Excerpts of labeled region data
★ ★ ★ ★ ★ ★ ★

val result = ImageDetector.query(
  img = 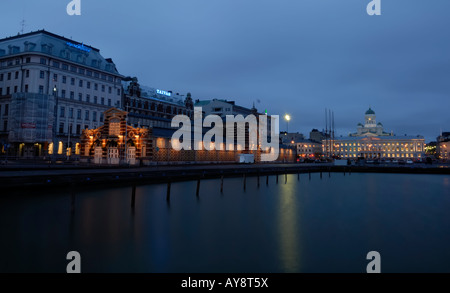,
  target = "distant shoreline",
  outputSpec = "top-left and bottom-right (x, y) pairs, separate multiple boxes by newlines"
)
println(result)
(0, 163), (450, 191)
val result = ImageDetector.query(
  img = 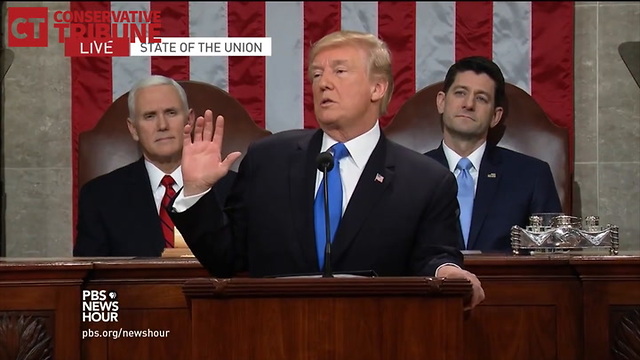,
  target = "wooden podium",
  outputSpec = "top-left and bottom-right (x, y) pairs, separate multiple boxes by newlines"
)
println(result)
(183, 277), (471, 360)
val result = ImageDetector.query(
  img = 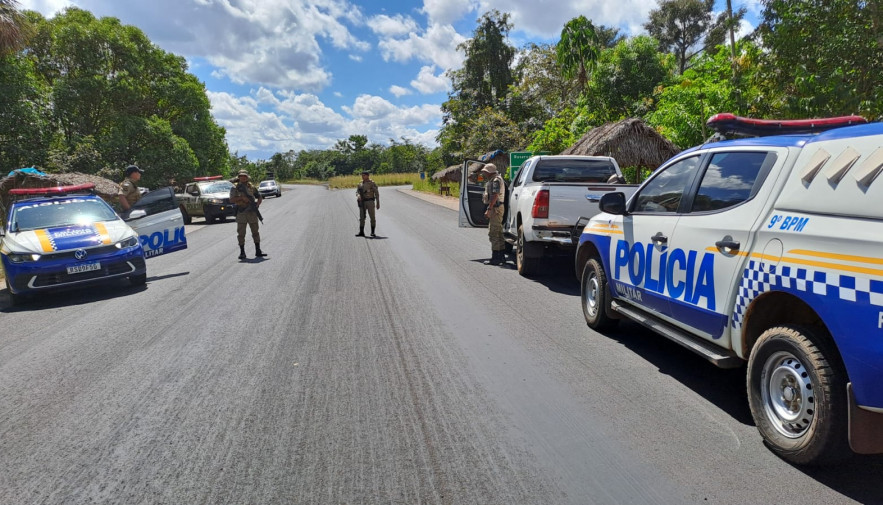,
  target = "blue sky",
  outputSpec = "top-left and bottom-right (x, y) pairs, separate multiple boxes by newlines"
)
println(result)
(18, 0), (760, 160)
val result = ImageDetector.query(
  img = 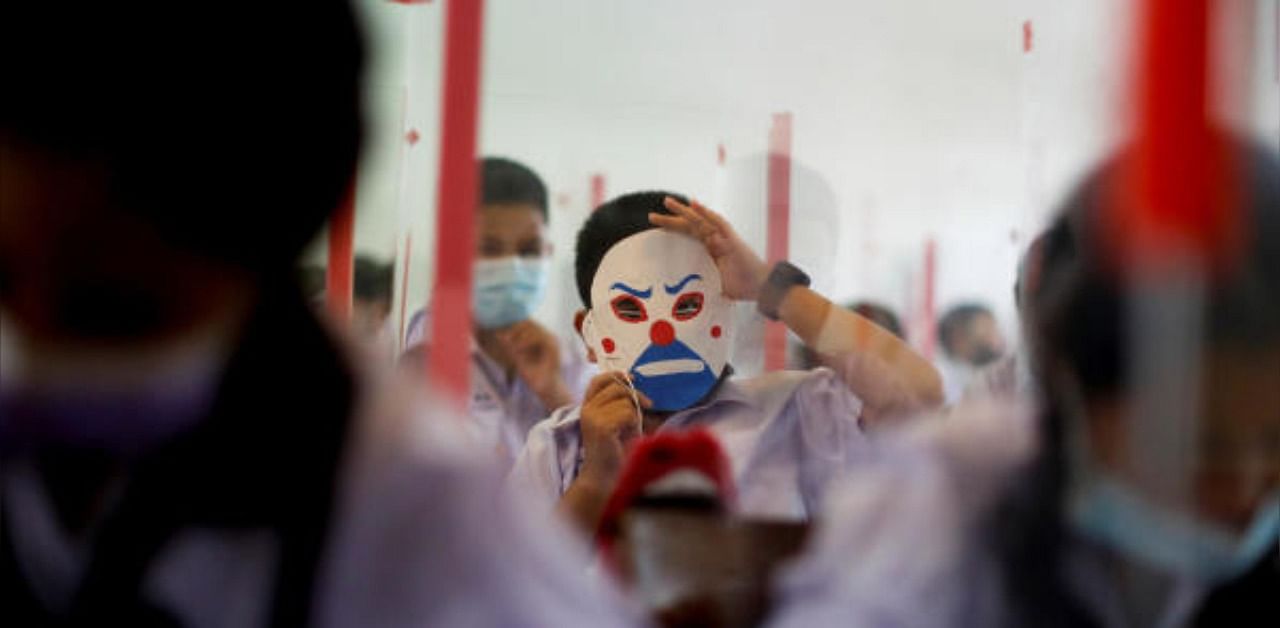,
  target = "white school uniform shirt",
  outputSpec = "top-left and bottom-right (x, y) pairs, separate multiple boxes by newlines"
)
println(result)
(507, 368), (870, 521)
(768, 396), (1204, 628)
(404, 311), (596, 473)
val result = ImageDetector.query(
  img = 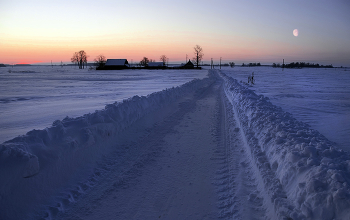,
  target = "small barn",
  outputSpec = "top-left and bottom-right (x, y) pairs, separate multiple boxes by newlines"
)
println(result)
(146, 62), (165, 69)
(180, 60), (194, 69)
(103, 59), (129, 70)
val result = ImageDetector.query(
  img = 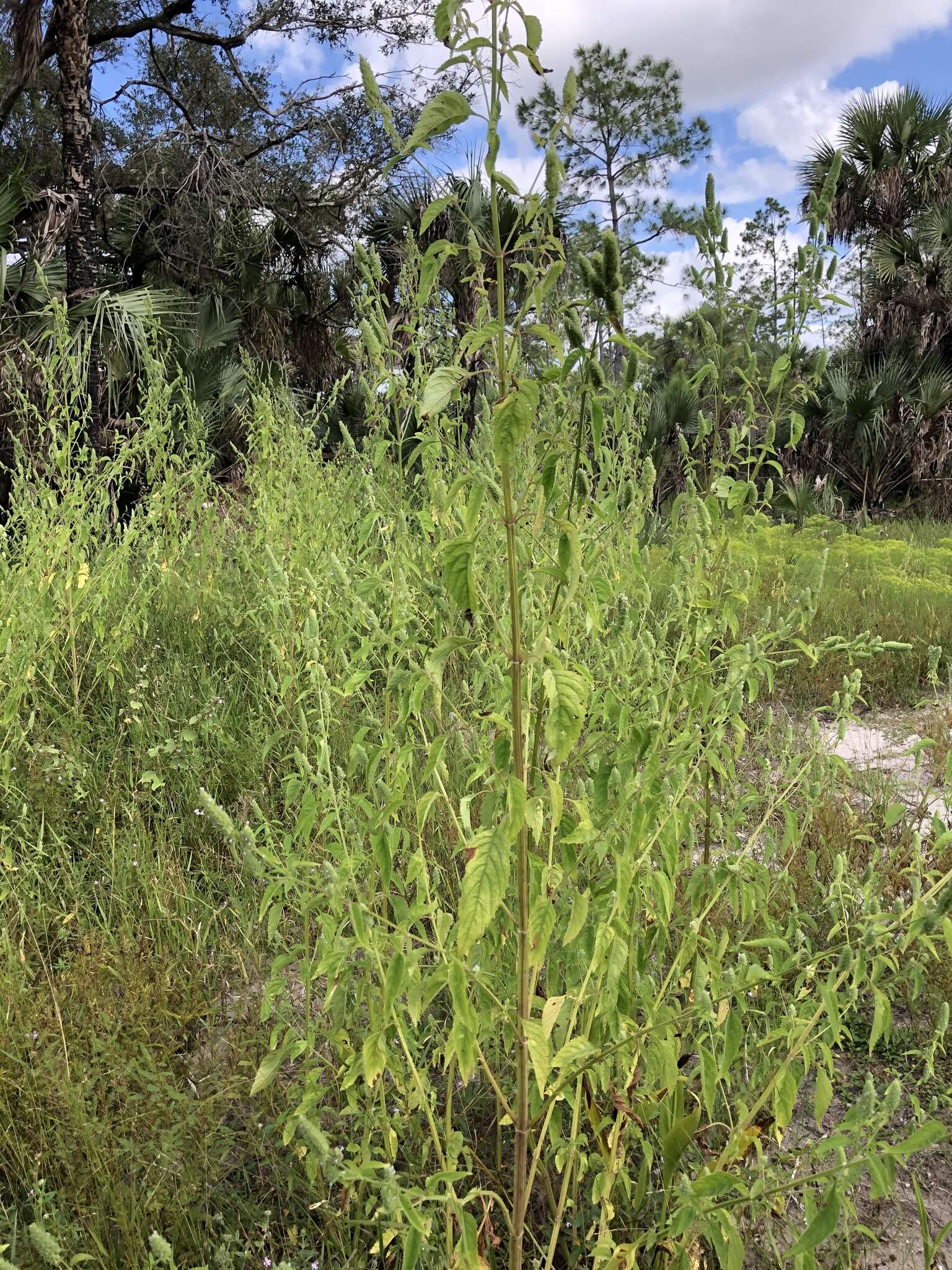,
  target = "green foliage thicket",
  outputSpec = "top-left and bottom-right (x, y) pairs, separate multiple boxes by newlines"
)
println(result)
(0, 0), (952, 1270)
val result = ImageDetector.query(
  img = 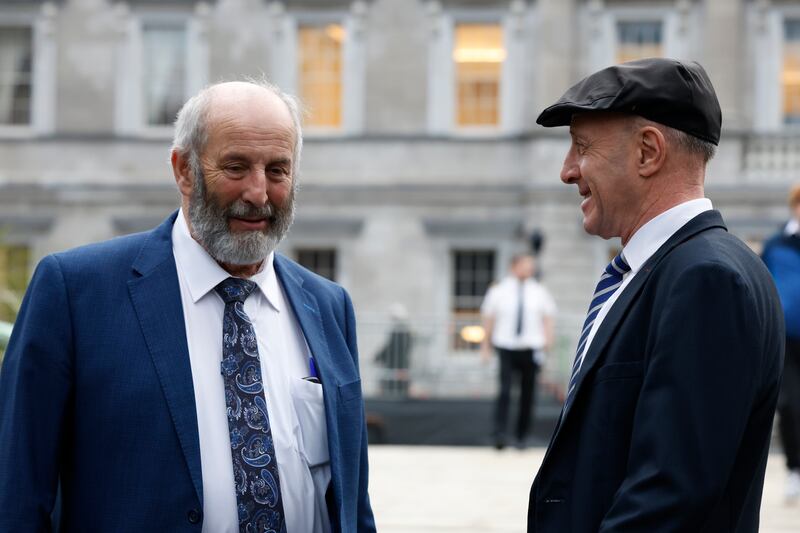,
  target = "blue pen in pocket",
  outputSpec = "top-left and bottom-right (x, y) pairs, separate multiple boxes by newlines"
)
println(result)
(303, 356), (321, 383)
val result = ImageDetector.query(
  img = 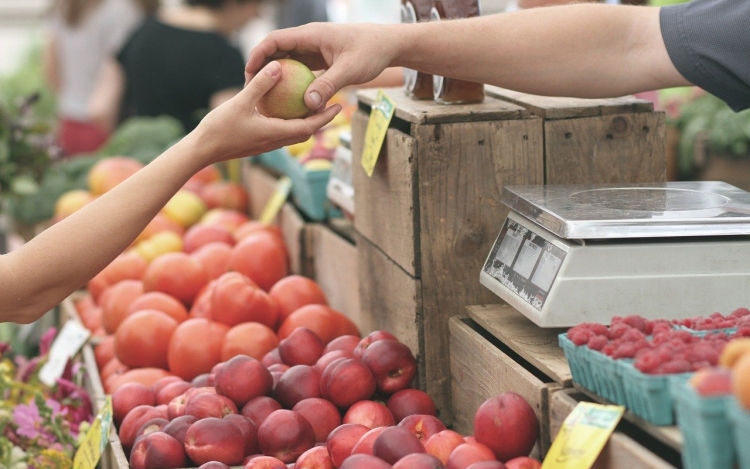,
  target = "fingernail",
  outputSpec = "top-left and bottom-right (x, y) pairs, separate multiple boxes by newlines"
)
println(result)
(265, 62), (281, 77)
(310, 91), (322, 109)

★ ★ ★ ★ ★ ★ ★

### Work instructions
List every line in the material above that contains the string "blue". Matching is case-sensitive.

### Solved exercise
  target = "blue sky",
  target = "blue pen in pocket",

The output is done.